Point localization data
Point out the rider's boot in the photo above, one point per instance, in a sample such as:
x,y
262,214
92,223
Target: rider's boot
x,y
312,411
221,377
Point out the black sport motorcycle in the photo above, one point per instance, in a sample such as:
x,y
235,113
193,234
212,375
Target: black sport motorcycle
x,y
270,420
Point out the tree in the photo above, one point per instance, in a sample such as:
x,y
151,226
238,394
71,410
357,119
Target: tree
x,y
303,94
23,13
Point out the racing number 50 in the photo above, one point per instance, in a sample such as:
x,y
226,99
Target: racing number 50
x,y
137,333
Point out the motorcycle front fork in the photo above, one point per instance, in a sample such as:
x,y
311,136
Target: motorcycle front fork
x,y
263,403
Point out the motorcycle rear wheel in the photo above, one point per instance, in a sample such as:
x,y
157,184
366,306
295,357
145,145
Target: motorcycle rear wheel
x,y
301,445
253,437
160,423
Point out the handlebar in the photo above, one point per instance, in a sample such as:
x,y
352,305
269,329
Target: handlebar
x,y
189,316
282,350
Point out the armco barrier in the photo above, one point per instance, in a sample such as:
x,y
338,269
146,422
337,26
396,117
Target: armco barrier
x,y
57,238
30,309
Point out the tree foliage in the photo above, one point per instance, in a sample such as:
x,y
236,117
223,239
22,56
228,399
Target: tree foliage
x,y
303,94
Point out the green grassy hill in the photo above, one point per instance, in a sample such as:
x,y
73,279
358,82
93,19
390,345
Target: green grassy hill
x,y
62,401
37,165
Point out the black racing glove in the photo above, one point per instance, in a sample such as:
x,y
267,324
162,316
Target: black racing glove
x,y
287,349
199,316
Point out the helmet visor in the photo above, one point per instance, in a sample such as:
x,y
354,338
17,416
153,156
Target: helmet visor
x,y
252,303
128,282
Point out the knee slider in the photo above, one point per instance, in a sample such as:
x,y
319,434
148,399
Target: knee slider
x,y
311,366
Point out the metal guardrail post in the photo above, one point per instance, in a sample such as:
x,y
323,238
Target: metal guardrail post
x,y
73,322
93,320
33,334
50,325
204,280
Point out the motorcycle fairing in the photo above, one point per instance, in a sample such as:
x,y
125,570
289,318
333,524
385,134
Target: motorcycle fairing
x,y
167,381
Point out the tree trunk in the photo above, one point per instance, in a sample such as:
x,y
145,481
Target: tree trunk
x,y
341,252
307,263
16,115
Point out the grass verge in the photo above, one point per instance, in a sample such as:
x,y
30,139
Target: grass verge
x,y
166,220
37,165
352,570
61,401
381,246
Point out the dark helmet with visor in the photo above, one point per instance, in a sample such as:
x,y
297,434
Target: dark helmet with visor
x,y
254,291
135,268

### Task objective
Line by line, reproduce the data above exactly.

### Written reply
Point out the rider's boot in the photo above, one point per instance, in a sample such as:
x,y
262,214
92,223
Target: rider's boot
x,y
312,411
221,377
Point out the black sport motorcycle in the photo above, one point per instance, in a sample such as:
x,y
235,113
193,234
212,375
Target: black sport motorcycle
x,y
270,420
Point out the tree in the photo above, one point per instance, in a sample such as:
x,y
151,226
238,394
71,410
357,119
Target: tree
x,y
303,94
23,13
Point out the racing number 50 in the photo above, one point per instance, in a sample such as:
x,y
226,99
Target: racing number 50
x,y
137,333
Point out the motorcycle front fork in the photo above, one point per instance, in a sample such as:
x,y
311,136
Target: motorcycle front fork
x,y
263,403
Point out the motorcycle rear wheel in the photo above, one point per instance, in a sample such as:
x,y
157,184
366,306
295,357
145,145
Target: motorcycle rear wheel
x,y
301,445
253,437
160,423
Point out the handlebar in the photo above, one point per instance, in a sample such as:
x,y
352,305
269,329
Target: handlebar
x,y
189,316
282,350
Point out the armco barrier in the photo above, one point per instance, in a sample such as:
x,y
338,269
146,422
337,26
396,117
Target: armco barrier
x,y
57,238
30,309
Point out the tree foliage in the photo above, one point per instance, in a sample such as:
x,y
236,117
223,239
22,56
228,399
Target: tree foliage
x,y
303,94
Point out the green grassy hill in the photo above, one point per instance, in a sample such as:
x,y
73,279
358,82
93,19
390,345
Target: green grassy hill
x,y
62,401
37,165
Point out the black racing glove in the photo above, one point per instance, in a sample such as:
x,y
267,324
162,316
Target: black racing glove
x,y
287,349
199,316
Point out the helmet visor in the photo above, one point per instance, in a sample such as:
x,y
354,338
17,416
153,156
Target: helmet visor
x,y
252,303
128,282
Point out the knee slider in the photo above, one point per instance, in a sample such as:
x,y
319,434
148,399
Target: knee slider
x,y
311,366
Point out the metal guardrail post in the photo above, one point per instance, in a sample such as:
x,y
323,238
Target: metal guardrail post
x,y
73,322
93,320
33,334
50,325
204,280
Point out the motorcycle fairing in the photo above, one point per instance, in a sample such as:
x,y
125,570
289,318
333,524
385,134
Target: motorcycle fairing
x,y
167,381
Point out the tree trunk in the photo above, one point per instance, in a sample such as:
x,y
145,481
Target: tree trunk
x,y
341,252
307,263
16,115
Point out the grass verge in the photo above, one point per instance, in a sample such as:
x,y
30,139
Target: grass verge
x,y
166,220
37,165
352,570
61,401
381,246
Point out the dark helmet with visor in the photo above, one point per instance, in a sample such as:
x,y
297,434
Target: dark helmet with visor
x,y
254,291
135,268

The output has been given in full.